Dataset content section start

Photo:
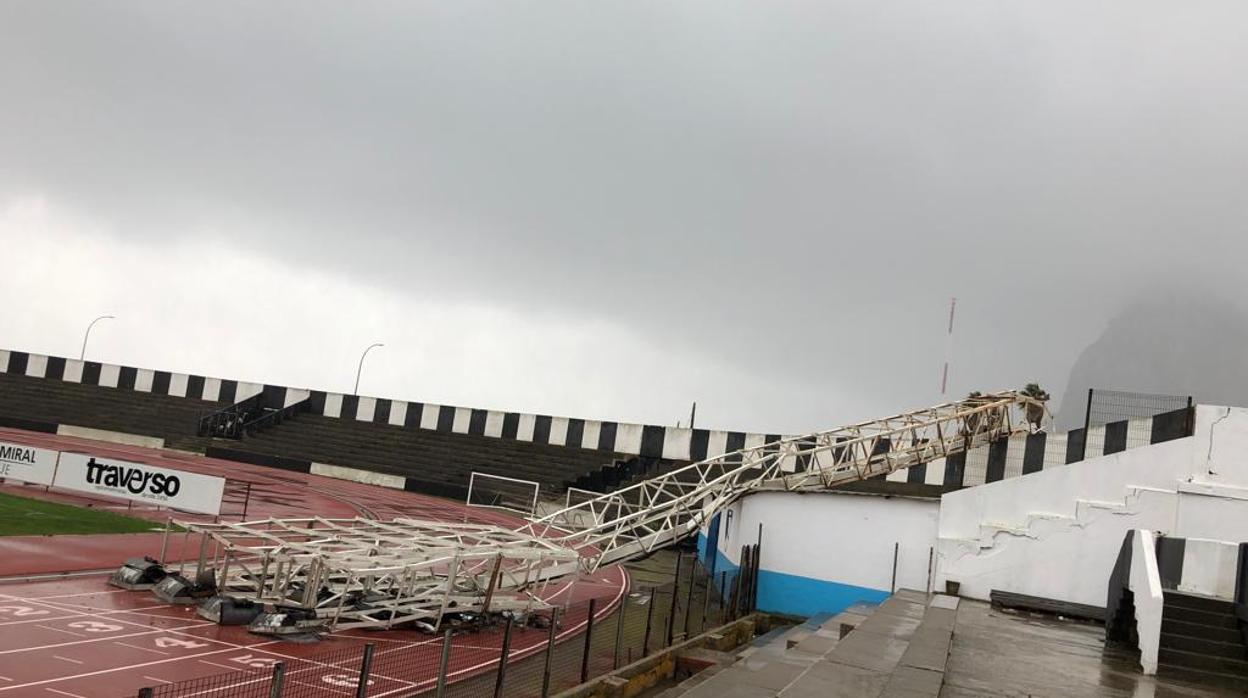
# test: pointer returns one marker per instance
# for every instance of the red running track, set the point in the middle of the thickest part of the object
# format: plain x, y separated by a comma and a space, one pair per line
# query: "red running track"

Dataset content section end

**About this task:** Your task is to return the entries above exactly, with no pictures.

**Output below:**
Photo:
# test: pointer returns one marker per instance
# for every instance of the red running track, set the point in the middle of the thickest part of the object
# format: plain x, y separated by a comma and a space, one pair per line
# query: "red running track"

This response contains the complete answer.